Task to complete: From the entries below, copy every line that has the word "hazy".

[[ Records for processing open ]]

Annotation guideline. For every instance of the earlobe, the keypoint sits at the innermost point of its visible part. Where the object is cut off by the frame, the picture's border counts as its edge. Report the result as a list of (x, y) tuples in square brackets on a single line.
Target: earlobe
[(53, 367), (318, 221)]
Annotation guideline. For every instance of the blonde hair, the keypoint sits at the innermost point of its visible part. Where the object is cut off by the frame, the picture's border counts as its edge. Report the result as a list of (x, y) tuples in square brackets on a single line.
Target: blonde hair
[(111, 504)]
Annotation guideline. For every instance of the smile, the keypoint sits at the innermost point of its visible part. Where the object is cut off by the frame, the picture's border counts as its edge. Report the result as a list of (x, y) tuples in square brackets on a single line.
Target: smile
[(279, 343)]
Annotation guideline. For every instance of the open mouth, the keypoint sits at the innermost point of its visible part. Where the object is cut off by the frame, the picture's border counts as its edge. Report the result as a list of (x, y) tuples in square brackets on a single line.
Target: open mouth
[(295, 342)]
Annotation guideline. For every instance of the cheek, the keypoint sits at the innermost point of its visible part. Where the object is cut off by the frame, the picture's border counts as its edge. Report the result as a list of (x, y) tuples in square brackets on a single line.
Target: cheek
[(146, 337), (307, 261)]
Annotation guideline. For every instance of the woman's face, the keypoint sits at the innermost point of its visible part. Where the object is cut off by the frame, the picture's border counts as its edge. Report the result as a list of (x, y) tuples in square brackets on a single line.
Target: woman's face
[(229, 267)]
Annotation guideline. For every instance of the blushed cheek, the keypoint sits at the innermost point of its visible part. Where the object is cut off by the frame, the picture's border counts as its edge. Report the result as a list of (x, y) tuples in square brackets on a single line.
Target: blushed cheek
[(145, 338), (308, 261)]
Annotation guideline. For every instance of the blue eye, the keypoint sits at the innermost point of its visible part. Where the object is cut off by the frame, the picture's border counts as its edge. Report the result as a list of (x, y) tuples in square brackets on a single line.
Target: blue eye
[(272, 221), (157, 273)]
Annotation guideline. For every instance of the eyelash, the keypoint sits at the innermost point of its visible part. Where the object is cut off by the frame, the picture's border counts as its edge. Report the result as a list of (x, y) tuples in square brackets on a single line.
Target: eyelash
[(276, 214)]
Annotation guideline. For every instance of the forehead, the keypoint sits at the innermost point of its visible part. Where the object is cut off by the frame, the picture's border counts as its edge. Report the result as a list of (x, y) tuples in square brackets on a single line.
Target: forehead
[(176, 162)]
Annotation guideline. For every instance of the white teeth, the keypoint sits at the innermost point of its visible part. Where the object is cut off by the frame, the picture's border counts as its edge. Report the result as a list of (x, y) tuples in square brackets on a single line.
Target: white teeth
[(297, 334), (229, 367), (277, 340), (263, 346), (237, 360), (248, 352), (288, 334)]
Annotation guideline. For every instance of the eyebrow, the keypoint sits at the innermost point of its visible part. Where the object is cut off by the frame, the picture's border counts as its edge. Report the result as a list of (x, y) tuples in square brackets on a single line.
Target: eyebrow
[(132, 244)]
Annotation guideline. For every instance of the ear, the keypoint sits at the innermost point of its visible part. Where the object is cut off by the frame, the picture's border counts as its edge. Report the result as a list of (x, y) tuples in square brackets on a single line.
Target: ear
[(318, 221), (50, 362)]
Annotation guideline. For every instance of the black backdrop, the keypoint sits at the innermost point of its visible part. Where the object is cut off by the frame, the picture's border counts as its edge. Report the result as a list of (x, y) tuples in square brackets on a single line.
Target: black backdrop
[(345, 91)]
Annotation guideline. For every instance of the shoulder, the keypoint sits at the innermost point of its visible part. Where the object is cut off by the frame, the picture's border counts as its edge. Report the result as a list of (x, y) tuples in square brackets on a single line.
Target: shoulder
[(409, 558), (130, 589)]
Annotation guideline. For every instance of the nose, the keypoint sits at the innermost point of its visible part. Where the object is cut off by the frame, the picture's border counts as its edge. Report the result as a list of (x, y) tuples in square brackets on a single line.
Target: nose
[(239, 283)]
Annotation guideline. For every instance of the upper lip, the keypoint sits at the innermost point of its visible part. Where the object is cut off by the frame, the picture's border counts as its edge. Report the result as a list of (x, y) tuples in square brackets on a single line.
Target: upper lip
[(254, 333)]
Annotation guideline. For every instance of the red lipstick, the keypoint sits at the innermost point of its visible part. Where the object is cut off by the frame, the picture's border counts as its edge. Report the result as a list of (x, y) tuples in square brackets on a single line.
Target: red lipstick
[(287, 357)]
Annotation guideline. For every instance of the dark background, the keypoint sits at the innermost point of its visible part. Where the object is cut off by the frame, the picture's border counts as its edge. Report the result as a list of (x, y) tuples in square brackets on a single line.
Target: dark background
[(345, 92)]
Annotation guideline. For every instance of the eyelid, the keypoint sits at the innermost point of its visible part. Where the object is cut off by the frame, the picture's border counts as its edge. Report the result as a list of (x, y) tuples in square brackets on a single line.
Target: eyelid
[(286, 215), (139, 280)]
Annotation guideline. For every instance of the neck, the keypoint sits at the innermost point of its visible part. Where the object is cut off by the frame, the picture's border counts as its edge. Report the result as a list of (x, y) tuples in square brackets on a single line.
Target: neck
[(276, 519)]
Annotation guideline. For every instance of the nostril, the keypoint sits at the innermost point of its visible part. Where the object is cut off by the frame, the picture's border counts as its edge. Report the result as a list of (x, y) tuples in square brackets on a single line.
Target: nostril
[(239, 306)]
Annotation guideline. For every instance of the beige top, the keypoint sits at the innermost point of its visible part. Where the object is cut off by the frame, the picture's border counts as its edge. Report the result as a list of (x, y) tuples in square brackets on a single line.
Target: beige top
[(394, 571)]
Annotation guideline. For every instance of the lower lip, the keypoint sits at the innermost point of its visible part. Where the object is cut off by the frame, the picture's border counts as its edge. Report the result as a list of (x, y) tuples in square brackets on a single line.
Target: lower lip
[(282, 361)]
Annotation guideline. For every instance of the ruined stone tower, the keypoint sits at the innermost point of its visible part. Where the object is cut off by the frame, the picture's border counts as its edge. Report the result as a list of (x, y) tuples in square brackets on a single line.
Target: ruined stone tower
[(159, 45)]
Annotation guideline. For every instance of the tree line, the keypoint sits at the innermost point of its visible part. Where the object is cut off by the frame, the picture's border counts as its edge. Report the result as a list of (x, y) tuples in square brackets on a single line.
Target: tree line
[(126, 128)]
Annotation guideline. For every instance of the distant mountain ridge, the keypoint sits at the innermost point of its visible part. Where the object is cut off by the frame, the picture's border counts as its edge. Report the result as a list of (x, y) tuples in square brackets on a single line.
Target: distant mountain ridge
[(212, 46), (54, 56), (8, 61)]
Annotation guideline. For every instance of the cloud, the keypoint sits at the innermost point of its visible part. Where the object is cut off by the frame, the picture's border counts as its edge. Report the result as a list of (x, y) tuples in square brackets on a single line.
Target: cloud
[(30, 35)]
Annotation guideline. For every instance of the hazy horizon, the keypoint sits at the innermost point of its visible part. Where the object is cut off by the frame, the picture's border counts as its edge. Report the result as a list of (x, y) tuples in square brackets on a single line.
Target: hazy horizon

[[ Records for processing closed ]]

Output below:
Annotation guideline. For every instance of the hazy horizon, the keypoint sits at the innermost point of its visible part. Where the object is cut off by the frame, the picture's border counts as its edge. Report the result as a list of (x, y) tuples in square brackets on a single line.
Target: hazy horizon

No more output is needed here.